• Extract to read
To call life itself just or unjust, to conceive life as samsara or suffering, is to judge life and to do so from outside life, from some position which is the ground of a judgement. To encounter life, respond to it, is inevitable and not all responses are equal, this much is inevitable. Too often, however, this encounter and response is thought of as a judgement. To not judge does not mean to not respond or that any response is as good as any other. There are different responses in life, different lives if you like - or different types of life. Life produces its own end, life drives itself to death but in the encounter with death there is another space of response, this time one that shows us the two fundamental ways of response, affirmation and negation, more life or never ending death.

• Requirement
Write a continuation of the passage on judging life, beginning right after its final sentence.

[Raw records]
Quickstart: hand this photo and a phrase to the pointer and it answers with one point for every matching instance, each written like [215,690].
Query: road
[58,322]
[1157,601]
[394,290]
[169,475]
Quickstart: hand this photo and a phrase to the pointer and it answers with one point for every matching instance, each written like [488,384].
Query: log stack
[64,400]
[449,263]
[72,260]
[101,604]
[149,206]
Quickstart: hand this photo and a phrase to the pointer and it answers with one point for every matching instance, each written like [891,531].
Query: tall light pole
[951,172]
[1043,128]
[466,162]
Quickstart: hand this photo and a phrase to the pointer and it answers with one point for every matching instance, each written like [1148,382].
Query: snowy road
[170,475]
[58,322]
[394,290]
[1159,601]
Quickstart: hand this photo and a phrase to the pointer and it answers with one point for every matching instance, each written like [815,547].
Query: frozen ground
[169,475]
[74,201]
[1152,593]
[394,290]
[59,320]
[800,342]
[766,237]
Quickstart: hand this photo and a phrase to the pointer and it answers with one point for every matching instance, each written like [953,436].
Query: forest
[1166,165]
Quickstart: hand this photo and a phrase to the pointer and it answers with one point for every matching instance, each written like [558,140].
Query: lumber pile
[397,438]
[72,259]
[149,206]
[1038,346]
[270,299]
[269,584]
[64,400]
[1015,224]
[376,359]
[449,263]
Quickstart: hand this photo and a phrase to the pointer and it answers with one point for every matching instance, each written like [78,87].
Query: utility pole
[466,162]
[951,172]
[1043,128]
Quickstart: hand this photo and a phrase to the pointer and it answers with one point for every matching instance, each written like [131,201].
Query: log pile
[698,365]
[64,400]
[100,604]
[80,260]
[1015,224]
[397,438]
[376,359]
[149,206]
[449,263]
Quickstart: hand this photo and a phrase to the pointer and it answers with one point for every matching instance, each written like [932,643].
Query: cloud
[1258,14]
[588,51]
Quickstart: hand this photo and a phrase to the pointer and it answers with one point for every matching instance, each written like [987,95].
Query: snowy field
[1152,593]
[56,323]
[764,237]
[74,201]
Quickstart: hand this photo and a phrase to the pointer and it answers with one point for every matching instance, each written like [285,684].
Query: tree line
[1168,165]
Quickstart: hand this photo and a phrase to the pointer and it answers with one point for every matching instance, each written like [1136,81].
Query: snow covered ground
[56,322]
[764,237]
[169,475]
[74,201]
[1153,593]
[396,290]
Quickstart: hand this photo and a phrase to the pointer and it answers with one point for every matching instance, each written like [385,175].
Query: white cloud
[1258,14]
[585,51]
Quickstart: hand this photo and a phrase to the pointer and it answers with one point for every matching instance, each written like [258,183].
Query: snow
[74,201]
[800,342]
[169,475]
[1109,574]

• The output
How am I to think of life? The philosopher must ask this question. They must, moreover, continue to ask this question and to encounter the force of this question with responses – the philosopher must not simply ask an idle question but encounter the problem of the question, the problem the question arises from, responding with thought, with emotion, with passion, with action. Encounter and response constitute the activity of thought and living, though too often this dynamic to-and-fro is congealed, by the social, into regulated habits, pre-formed responses such as the response of the subject, ‘I think…’. Living is a poor name for the habits and habitats of the human. We are all, inevitably, products of the social, products of the inhuman and yet we are not inevitably condemned to remain nothing but product, commodity, object. It is not a matter of striving to become a subject since the subject is that which is subservient, the subject of the monarch. Rather it is a matter of striving for monarchy itself, becoming a crown within life but not a ruler, judge or controller. Crowned anarchy, this is the watchword, a monarch of creation, a singular moment that adds to the abundance of singular moments. In more traditional terms, this is the assumption of an imperative to autonomy, the self (auto) lawmaking (nomos) reality.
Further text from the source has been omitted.